══ Passage for review

- Faculty News
Last winter, upper school science teacher Hugh McGuinness was appointed to the position of research associate in the Entomology Department at the National Museum of Natural History (NMNH) of the Smithsonian Institution. In his new position, Dr. McGuinness will be able to pursue his own research and continue as a taxonomist in addition to teaching at Maret.
Jamaica Bay, 1987. That’s when Dr. McGuinness’s fascination began. Friends were headed out at night with black lights and white sheets to attract moths and photograph them. It was too wild an opportunity to pass up—he had to join them. Since that moment, Dr. McGuinness has made moths the focus of his life’s work. Their beauty and incredible biodiversity are part of the allure, but their ecological significance as a high-quality food source for secondary consumers such as migrant birds also motivates Dr. McGuinness to focus his attention on them.
Now, he is working to revise the genera Crambus and Aethes, diagnosing all of the known species and describing new ones. This process of identification includes defining the genus and determining where one species ends and one begins. So far, he has identified more than 35 species in each genus, but the more he looks, the more he finds.
Recently, Dr. McGuinness coauthored an article on Homochlodes Hulst in the Journal of the Lepidopterists’ Society. He also coauthored a section of the North American checklist covering the Geometridae, which will be published by the Wedge Entomological Research Foundation later this year.

════

Please continue the faculty news item about Hugh McGuinness's moth research, writing on from its final sentence. The material that comes next has no connection to the faculty news item above.

══ Records shown

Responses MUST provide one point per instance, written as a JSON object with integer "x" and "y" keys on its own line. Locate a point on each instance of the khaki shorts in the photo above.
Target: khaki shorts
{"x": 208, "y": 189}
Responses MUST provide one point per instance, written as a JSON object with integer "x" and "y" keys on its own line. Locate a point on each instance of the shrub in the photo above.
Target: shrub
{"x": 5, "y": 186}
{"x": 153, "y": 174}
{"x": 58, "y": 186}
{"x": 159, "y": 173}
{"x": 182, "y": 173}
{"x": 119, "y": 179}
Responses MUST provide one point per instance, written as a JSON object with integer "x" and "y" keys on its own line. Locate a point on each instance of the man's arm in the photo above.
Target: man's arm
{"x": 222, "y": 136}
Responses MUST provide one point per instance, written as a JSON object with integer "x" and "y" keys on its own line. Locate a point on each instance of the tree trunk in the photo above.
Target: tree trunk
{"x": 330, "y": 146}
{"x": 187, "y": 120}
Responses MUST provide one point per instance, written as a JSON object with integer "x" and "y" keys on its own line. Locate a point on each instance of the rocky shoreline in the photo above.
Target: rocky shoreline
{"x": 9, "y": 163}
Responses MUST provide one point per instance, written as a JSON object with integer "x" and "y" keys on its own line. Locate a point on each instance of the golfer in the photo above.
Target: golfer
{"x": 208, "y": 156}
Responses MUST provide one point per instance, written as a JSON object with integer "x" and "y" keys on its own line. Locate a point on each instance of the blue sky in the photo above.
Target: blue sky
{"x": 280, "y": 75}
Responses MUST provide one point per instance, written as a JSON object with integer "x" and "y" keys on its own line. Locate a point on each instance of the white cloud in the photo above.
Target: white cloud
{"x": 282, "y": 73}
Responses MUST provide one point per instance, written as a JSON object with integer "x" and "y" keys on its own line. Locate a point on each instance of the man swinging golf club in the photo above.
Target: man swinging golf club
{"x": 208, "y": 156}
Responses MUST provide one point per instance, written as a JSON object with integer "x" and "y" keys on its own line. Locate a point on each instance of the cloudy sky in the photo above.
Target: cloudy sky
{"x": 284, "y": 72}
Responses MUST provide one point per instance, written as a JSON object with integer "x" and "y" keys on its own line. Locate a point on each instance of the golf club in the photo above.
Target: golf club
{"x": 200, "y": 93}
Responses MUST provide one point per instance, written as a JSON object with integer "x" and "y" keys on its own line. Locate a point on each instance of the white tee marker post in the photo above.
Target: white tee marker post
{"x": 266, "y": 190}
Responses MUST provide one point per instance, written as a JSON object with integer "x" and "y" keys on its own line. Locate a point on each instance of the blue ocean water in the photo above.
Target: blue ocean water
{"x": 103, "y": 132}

════

> Result:
The Smithsonian insect collection is one of the largest in the world, comprising more than 35 million specimens. In his 10 years at the museum so far, he has improved the collection in many ways, including incorporating 4,000 specimens of Crambus into the identified collection, as well as thousands of other specimens into genera as diverse as Aethes, Micocrambus, Acrobasis, and Eulithis. He was also the first person to do a complete curation of the North American Notodontidae.
One of the things I love most about working at the NMNH is making the collection better for future researchers. I feel like I am one of a long line of curators who have built and maintained this collection and that I have a responsibility to see it into the future."—Dr. Hugh McGuinness
Before his time at the Smithsonian, Dr. McGuinness worked for the Nature Conservancy as a consultant, conducting surveys of moths to evaluate land management practices and to document the occurrence of rare species. His research included using moths as indicator species in successional habitats, the spread of introduced Lepidoptera, various aspects of Lepidopteran taxonomy and systematics, and documenting Lepidopteran biodiversity on Long Island, NY.